++++ Passage provided ++++
How to pull data from any website to Google Sheets?

Google Sheets is one of the simplest ways to pull data from a website into a spreadsheet, using built-in import functions like IMPORTHTML, IMPORTXML, IMPORTFEED and IMPORTDATA, and customized RSS and JSON feeds from web extraction tools like New Sloth with zero coding. For data analysis, market research, market intelligence, competitive intelligence, and product teams that need website data in spreadsheets, it makes Google Sheets a practical way to monitor competitor pricing, regulatory updates, news headlines, product reviews, and other continously changing content for reporting and dashboards.

This guide walks through step-by-step methods to extract website data into Google Sheets, including when to use native formulas, how to extract structured data from websites into Google Sheets compatible feeds with New Sloth's Feed Builder, how to scrape from JavaScript-heavy pages into a spreadsheet, and how to automate refreshes with Google Apps Script and scheduling. The goal is to make web data collection more reliable and less manual, so your sheets stay current without constant copy-paste maintenance.

Quick start: simplest way to import a table from a website

The fastest way to get started is by combining New Sloth's Feed Builder with the in-built IMPORTFEED function in Google Sheets. Here is a real example using the IMDb Box Office data.

IMDb Box Office data feed via New Sloth imported and formatted into Google Sheets

Your first step is to add the IMDb Box Office page for highest-grossing movies data (URL: https://www.boxofficemojo.com/chart/top_lifetime_gross/?area=XWW) as a source in New Sloth. Inside the Feed Builder's page preview, select a movie title as the feed item title and select the whole table row (rank, title, year, lifetime gross) as the feed item summary. New Sloth will then generate auto-refreshing data feeds in both RSS/XML and JSON format for that page.
++++
→ **Given task 1**
Output everything from "How to pull" down to "reporting and dashboards." in the Google Sheets guide, copied word for word.
→ **Given task 2**
Rescale everything from the start of the rows below down to the line containing "306], [377, 331]]", including both ends. Reproduce those lines in full, requests included, with every outline vertex coordinate multiplied by 1.5 and rounded to a whole number (halves round up), and return only those lines.
++++ Data for the task ++++
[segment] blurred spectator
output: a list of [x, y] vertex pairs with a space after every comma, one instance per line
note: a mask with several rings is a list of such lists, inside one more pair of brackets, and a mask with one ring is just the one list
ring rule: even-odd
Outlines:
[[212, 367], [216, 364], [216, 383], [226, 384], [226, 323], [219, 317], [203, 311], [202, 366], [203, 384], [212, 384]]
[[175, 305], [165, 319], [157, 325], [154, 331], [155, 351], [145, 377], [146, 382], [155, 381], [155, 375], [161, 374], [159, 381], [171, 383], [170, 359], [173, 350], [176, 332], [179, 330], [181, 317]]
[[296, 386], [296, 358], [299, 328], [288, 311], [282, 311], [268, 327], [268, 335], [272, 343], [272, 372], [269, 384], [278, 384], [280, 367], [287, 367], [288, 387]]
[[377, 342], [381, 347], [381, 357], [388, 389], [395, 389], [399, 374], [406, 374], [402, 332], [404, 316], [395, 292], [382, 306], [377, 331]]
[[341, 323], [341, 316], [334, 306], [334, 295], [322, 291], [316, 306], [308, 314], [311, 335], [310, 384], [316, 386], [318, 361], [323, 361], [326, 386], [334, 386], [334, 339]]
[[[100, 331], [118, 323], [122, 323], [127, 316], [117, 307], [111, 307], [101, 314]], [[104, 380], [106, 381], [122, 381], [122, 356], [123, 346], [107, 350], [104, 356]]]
++++
→ **Solution 1**
How to pull data from any website to Google Sheets?

Google Sheets is one of the simplest ways to pull data from a website into a spreadsheet, using built-in import functions like IMPORTHTML, IMPORTXML, IMPORTFEED and IMPORTDATA, and customized RSS and JSON feeds from web extraction tools like New Sloth with zero coding. For data analysis, market research, market intelligence, competitive intelligence, and product teams that need website data in spreadsheets, it makes Google Sheets a practical way to monitor competitor pricing, regulatory updates, news headlines, product reviews, and other continously changing content for reporting and dashboards.

→ **Solution 2**
[segment] blurred spectator
output: a list of [x, y] vertex pairs with a space after every comma, one instance per line
note: a mask with several rings is a list of such lists, inside one more pair of brackets, and a mask with one ring is just the one list
ring rule: even-odd
Outlines:
[[318, 551], [324, 546], [324, 575], [339, 576], [339, 485], [329, 476], [305, 467], [303, 549], [305, 576], [318, 576]]
[[263, 458], [248, 479], [236, 488], [231, 497], [233, 527], [218, 566], [219, 573], [233, 572], [233, 563], [242, 561], [239, 572], [257, 575], [255, 539], [260, 525], [264, 498], [269, 495], [272, 476]]
[[444, 579], [444, 537], [449, 492], [432, 467], [423, 467], [402, 491], [402, 503], [408, 515], [408, 558], [404, 576], [417, 576], [420, 551], [431, 551], [432, 581]]
[[566, 513], [572, 521], [572, 536], [582, 584], [593, 584], [599, 561], [609, 561], [603, 498], [606, 474], [593, 438], [573, 459], [566, 497]]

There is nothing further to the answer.